§ GIVEN EXERCISE 1:
Summarize the passage on the French and British dispute over the 1966 conference in three sentences.
§ GIVEN EXERCISE 2:
Answer these questions using the passage on the French and British dispute over the 1966 conference.
(a) According to the French, what had the IC's tasks laid down by the 1966 conference remained?
(b) Which OCI tactic did the SLL leadership reject?
(c) According to the SLL 'Reply', on whose collaboration was the work of the IC essentially based?
§ GIVEN EXERCISE 3:
Write the next part of the passage on the French and British dispute over the 1966 conference, starting after its final sentence.

──────── SOURCE EXTRACT

The French complained that the IC's tasks, as laid down by the 1966 conference, had 'remained a dead letter'. They opposed the idea that the Pablo split could be simply written into the past, "with the IC taking the place of the Pabloite IS". We cannot shout the 'King is dead, long live the King'. We must open a discussion on these questions which have not yet been thoroughly undertaken inside the IC. For us it is indeed a question of rebuilding the FI by bringing the fundamental reasons for the Pabloite crisis into the light of day and drawing the lessons from it". The Fourth International, they continued, returning to the position which they had allowed Banda to amend away in 1966, "was destroyed under the pressure of hostile social forces; its leaders capitulated to Stalinism and the bourgeoisie through not having been able to define its tasks in the class struggle". (32)

The SLL leadership immediately replied, rejecting the OCI positions 'in toto'. They insisted that the FI lived, the struggle against the Pabloites, and (though this was not stressed nearly so much as it came to be later) rooting this in the struggle for dialectical materialism. They rejected the OCI tactic of a 'United Class Front' and laid stress on the need for democratic centralism in the IC, following the principles set out in the Transitional Programme. They accused the OCI of preparing the road for a "complete pessimistic rejection of the whole Marxist revolutionary perspective". And they asked "What is the theoretical mistake underlying this abandonment of perspective? It is a wrong understanding of the role of consciousness, of the unity of theory and practice, and therefore of the dialectic". (33)

Yet, implicitly, the SLL 'Reply' acknowledges that full democratic centralism in the IC had been shelved, when it recognises that the work of the IC was essentially based on the 'collaboration' of the French and British sections.

Ambiguous

The fact of the matter is that the basis and results of the 1966 Conference were themselves contradictory and ambiguous, representing the strong wish by the British and French leaderships, which had gone through fifteen years of a struggle against Pabloism, to continue their joint work, but without having a worked-out agreement on the history the gains and problems, of their movement, or even being able to reach a workable agreement on the methods of work together as an international movement.

────────────────
──────── LISTING

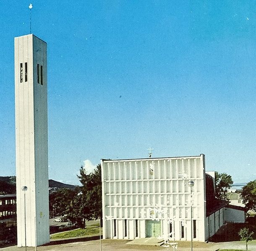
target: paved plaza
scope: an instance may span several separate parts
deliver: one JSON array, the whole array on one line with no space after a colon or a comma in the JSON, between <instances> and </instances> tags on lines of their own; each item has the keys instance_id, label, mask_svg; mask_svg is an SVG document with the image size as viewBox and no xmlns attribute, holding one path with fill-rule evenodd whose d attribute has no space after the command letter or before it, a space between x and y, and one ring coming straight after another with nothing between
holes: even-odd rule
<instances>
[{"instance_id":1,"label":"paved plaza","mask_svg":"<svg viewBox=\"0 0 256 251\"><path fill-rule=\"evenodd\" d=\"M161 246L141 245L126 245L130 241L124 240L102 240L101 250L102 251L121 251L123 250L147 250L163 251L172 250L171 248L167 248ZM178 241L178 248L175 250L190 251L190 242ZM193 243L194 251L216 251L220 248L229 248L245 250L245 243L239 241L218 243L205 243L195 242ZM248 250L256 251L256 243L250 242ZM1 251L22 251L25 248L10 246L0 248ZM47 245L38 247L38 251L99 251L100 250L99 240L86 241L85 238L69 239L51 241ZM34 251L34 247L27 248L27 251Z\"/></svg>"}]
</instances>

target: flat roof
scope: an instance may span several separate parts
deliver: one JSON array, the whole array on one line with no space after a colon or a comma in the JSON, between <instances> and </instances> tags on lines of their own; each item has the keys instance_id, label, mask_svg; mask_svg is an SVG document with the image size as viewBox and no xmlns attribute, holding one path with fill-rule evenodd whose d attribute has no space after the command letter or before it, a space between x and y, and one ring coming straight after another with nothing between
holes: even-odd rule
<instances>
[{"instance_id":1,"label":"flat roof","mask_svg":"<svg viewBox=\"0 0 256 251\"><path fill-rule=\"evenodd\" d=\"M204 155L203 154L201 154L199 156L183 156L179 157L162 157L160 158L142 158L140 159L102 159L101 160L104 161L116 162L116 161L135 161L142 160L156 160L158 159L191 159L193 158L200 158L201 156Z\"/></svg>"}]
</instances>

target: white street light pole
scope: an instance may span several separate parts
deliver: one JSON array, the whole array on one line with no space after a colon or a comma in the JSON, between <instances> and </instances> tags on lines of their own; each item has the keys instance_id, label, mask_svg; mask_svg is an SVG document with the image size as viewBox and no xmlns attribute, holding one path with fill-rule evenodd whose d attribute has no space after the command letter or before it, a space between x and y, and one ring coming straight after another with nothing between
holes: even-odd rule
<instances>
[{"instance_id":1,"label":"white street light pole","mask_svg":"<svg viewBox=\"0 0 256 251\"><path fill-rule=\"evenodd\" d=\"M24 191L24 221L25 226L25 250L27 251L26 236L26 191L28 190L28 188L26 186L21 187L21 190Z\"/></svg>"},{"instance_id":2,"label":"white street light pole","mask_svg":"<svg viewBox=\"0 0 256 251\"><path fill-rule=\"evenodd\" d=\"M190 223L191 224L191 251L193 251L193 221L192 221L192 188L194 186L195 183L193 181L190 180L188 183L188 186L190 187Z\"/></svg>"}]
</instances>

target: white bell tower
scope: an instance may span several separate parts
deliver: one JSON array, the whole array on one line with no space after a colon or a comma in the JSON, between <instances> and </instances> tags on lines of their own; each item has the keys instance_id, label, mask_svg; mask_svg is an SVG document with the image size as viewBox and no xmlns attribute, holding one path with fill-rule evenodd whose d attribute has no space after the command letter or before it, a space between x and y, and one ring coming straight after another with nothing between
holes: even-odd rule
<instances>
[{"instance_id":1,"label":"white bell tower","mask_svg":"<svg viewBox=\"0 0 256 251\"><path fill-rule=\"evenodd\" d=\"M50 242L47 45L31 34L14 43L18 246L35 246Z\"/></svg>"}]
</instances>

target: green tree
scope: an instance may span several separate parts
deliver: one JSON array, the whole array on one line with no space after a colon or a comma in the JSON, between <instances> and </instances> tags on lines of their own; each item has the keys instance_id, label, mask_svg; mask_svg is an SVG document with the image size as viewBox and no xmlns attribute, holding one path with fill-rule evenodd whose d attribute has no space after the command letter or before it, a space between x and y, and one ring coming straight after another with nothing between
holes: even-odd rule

────────────────
──────── LISTING

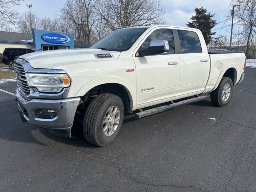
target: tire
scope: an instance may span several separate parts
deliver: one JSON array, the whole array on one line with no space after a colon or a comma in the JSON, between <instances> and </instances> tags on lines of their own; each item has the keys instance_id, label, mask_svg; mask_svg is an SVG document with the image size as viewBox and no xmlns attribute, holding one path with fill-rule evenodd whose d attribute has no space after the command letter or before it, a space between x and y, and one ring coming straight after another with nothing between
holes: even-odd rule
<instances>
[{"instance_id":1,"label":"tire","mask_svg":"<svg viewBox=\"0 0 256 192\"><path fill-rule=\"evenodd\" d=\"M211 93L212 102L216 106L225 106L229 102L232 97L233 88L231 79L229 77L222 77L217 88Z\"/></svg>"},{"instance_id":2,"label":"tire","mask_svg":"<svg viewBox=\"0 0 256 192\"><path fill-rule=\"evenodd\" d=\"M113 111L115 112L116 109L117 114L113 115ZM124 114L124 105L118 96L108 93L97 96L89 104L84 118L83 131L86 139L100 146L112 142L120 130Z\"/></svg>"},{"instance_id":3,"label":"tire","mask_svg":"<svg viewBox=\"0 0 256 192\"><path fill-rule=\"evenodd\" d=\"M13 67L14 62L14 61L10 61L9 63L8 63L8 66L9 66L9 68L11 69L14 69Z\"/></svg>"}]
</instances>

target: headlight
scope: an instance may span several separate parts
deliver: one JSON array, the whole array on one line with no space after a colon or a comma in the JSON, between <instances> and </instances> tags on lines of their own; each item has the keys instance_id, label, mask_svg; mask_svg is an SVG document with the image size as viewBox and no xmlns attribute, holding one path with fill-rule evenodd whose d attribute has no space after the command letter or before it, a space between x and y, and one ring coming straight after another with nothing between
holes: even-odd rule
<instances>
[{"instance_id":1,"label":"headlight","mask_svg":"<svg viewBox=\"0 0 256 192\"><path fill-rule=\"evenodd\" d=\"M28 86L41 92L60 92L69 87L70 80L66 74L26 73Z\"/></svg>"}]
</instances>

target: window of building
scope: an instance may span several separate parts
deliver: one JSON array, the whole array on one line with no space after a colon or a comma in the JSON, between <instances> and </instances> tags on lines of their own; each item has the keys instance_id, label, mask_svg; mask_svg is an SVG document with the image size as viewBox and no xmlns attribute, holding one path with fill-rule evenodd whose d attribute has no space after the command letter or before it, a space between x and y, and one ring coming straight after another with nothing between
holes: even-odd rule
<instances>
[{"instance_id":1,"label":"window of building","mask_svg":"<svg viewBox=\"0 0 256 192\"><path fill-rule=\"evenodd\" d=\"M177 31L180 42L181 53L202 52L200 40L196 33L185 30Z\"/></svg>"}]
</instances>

────────────────
──────── LISTING

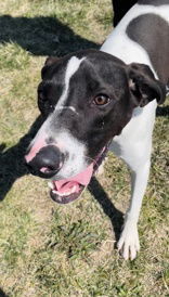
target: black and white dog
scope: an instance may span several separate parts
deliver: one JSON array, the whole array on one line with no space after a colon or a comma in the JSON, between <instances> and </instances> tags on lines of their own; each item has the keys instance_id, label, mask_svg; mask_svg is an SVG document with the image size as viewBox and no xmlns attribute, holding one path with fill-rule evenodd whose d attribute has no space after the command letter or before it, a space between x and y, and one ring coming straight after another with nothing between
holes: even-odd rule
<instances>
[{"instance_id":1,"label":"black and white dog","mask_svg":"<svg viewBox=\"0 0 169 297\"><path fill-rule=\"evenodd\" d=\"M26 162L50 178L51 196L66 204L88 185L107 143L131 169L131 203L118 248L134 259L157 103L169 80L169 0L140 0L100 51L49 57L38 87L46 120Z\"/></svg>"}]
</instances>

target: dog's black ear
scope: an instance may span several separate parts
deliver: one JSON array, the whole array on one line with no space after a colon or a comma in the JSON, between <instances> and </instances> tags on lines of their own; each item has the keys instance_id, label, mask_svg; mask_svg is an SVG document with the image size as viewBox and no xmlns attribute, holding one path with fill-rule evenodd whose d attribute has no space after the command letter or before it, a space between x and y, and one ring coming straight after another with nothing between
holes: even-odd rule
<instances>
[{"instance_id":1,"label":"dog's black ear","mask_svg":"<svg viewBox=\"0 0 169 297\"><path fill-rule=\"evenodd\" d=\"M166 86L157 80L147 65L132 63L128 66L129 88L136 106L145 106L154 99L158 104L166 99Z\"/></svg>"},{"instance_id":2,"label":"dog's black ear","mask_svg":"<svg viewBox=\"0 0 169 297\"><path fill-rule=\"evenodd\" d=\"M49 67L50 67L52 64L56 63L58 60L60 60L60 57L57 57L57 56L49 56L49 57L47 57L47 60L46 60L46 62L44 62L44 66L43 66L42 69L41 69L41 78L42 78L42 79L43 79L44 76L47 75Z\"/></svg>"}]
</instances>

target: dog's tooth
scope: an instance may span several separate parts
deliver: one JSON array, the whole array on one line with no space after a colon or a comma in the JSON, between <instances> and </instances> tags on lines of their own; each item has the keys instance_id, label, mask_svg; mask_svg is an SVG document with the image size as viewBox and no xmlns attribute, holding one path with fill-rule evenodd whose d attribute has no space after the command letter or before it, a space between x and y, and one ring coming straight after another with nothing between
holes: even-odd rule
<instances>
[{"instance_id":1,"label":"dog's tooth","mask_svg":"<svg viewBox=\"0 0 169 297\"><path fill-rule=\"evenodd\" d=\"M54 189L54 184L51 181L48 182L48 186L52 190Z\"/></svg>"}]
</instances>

────────────────

§ TASK RESULT 1:
The French complained that the IC's tasks set by the 1966 conference had remained a dead letter, and they called for rebuilding the Fourth International by bringing the fundamental reasons for the Pabloite crisis to light. The SLL leadership rejected the OCI positions 'in toto', insisted that the FI lived, and traced the OCI's abandonment of perspective to a wrong understanding of consciousness and the dialectic. The 1966 Conference itself was contradictory and ambiguous: the British and French leaderships wanted to continue their joint work but had no worked-out agreement on their movement's history or on methods of working together.

§ TASK RESULT 2:
(a) A dead letter.
(b) The 'United Class Front'.
(c) The collaboration of the French and British sections.

§ TASK RESULT 3:
This is clear from the fact that Banda's amendment (declaring the Fl 'alive', whereas the French draft had characterised it as 'destroyed' – was inserted without amendment to the political body of the text! Thus the political and theoretical summing-up of the state of the movement, which should have come out as the result of the concrete assessment given in the body of the resolution, was detached from it, becoming a mere formula, As such, it took its place beside the other formulae which were subsequently counter-posed of the Transitional Programme on the one hand and the philosophy of dialectical materialism on the other.

The ambiguous nature of the 1966 Conference is visible in another respect. Two of the delegations which attended – the Voix Ouvriere (now Lutte Ouvriere) group and the Spartacists (Robertson group from the USA which had split from the SWP in parallel with Wohlforth group) broke with the IC, essentially over formula on the FI. The VO group, as they explained in writing before the Conference, had held this position since the 1940s – they also held that China and the Eastern European states were bourgeois states. (34)

The Spartacists left when their leader, James Robertson, was expelled, after refusing to apologise for his 'petty-bourgeois' behaviour in missing a session. His expulsion was apparently carried out mainly by the British leadership, with the passive support of the other delegations. The circumstances (later exploited to the hilt by the SWP and USFI (35)) are obscure: certainly it cannot be claimed that the grounds of the expulsion brought much political clarification to anyone. From the assessments of Voix Ouvriere and Spartacist, made shortly after the Conference by the French and British leaderships, it is hard to understand why they were brought to the Conference at all.

Sharp differences erupted between the OCI and SLL with the outbreak of the Middle East War, at the beginning of June 1967. The SLL favoured critical support for the Arab states; the French regarded it as a war between agents of imperialism on both sides. The differences were never resolved, they raised the issue of principle of centralism within the IC, with the SLL pressing for an immediate joint declaration, the French for full discussion. A week after the key IC discussion, the SLL took the provocative step of instructing Dany Silvere to put their line at a public youth meeting in Paris; having seen her notes the OCI leadership refused to let her put the position, and she did not speak. (36).

Almost certainly, these differences would have led to a split much earlier had it not been for the May-June 1968 general strike in France. The IC sections defended the OCI – both against the repressions launched against all the left organisations after the defeat of the general strike at the hands of the Stalinists, and against the political attacks directed at it, mainly by the Pabloites.

The account of the May-June events by Tom Kemp, which the SLL published, implicitly criticised the failure of the OCI to call for a government of workers' parties to put the Stalinists on the spot and hinder or prevent them doing what, in fact, they were able to do: return the strike movement via wage concessions, and retreats negotiated plant by plant (37). But neither at the time, nor before the split in 1971 (as far as it is possible to tell) did the SLL leaders take the line which they now express by saying that Lambert 'helped betray the 1968 General Strike' (38).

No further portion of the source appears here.